WHAT YOU ARE ASKED TO DO:
Would you retype, word for word, the line with "be JSON, for" and every line after it through the end of the records below?

Saved data entries
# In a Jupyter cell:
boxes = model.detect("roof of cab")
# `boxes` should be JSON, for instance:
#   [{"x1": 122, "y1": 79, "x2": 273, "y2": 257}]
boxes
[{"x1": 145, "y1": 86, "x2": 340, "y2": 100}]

EXERCISE ANSWER:
# `boxes` should be JSON, for instance:
#   [{"x1": 122, "y1": 79, "x2": 273, "y2": 257}]
boxes
[{"x1": 145, "y1": 86, "x2": 340, "y2": 100}]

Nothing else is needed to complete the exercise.